Objectif du travail ▸
Poursuivez l'entretien sur Agalega et le vaccin Covaxin en reprenant juste après sa dernière phrase.

Texte présenté ▸

──────────────────────────────

Est-ce que ceux qui pensent qu’Agalega pourrait devenir à terme pour les Indiens ce que Diego Garcia a été – et reste – pour les Américains exagèrent ?
— Cette question, qui a une dimension politique, diplomatique, économique et sociale, est légitime, restera posée et va inquiéter aussi longtemps que les conditions du deal entre l’Inde et Maurice sur Agalega ne seront pas rendues publiques.
Restons en Inde, mais changeons de sujet. Des craintes ont été exprimées sur la qualité du Covaxin, le vaccin dont des doses ont été offertes par l’Inde à Maurice. Qu’en pensez-vous ?
— J’ai été un des premiers à dire que tant qu’un vaccin n’a pas passé et réussi la troisième phase des tests cliniques, son efficacité peut être mis en doute, même s’il est homologué par l’OMS. Ce n’est que quand le Covaxin a passé ce cap que je me suis fait vacciner. Puisque nous parlons de vaccins, j’espère que Maurice va soutenir à l’OMC la proposition faite par l’Inde, l’Afrique du Sud, les États-Unis et une soixantaine de pays pour lever les droits de propriété intellectuelle sur les vaccins afin de faire vacciner le plus grand nombre d’êtres humains, surtout ceux des pays pauvres, et bloquer le coronavirus !

──────────────────────────────

Matériel fourni ▸
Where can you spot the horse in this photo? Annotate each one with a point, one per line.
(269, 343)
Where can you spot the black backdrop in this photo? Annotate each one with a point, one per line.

──────────────────────────────

Exercice corrigé ▸
Le récent retour des travailleurs indiens à Agaléga et à Maurice a provoqué beaucoup de réactions…
— Je comprends ces réactions des Mauriciens dans le contexte de la Covid et du variant indien. Je pense que Maurice a pris un grand risque, mal calculé, en laissant entrer les 200 travailleurs indiens à Agalega. J’espère que les Agaléens ont ou seront vaccinés et que de strictes mesures de protection sanitaire ont été prises et sont respectés dans l’archipel. Par ailleurs, je comprends qu’une pression a été exercée pour l’arrivée d’un autre contingent de travailleurs indiens, mais que le gouvernement n’a pas cédé face aux réactions négatives des Mauriciens. Dans l’ensemble, le dossier vaccination a été mal géré quand on se rend compte que nous n’avons vacciné que 11% de la population, que tous les frontliners et les populations à risques n’ont pas été vaccinés et qu’on n’est pas sûr d’obtenir le nombre de vaccins nécessaires pour la poursuite de l’opération vaccination de 60% de la population.
Concluons cette partie de l’interview consacrée aux relations entre l’Inde et Maurice par la question suivante: êtes-vous conscient que vos questions et prises de position vont vous faire qualifier de participant à une campagne d’India bashing à Maurice ?
— Cela a été déjà dit. Je le répète : je reconnais les liens, très forts, historiques, culturels, sociaux et religieux qui unissent Maurice et l’Inde. Mais en même temps, nous sommes deux États indépendants et je suis, d’abord et avant tout, un citoyen de la République de Maurice qui défend les intérêts et l’intégrité territoriale de son pays. Comme devraient le faire tous les Mauriciens.
Pourquoi est-ce qu’en tant qu’ex-ministre des Affaires étrangères, champion de la transparence, vous refusez de dire pour quelle raison l’ambassadeur Phokeer a été rappelé d’Égypte en 2004 ?
— Je n’étais pas ministre des Affaires étrangères quand Phokeer a été nommé en Égypte. J’ai entendu des on-dit… Je sais que Phokeer est rentré à toute vitesse, qu’il y a eu des discussions entre Bérenger et SAJ qui lui ont permis d’être recasé au ministère de l’Agriculture, alors dirigé par Bodha.
Vous ne répondez pas à la question. Pourquoi a-t-il été rappelé ? Je suppose qu’au ministère des Affaires étrangères il y a des dossiers sur les mouvements des diplomates que le ministre peut consulter ?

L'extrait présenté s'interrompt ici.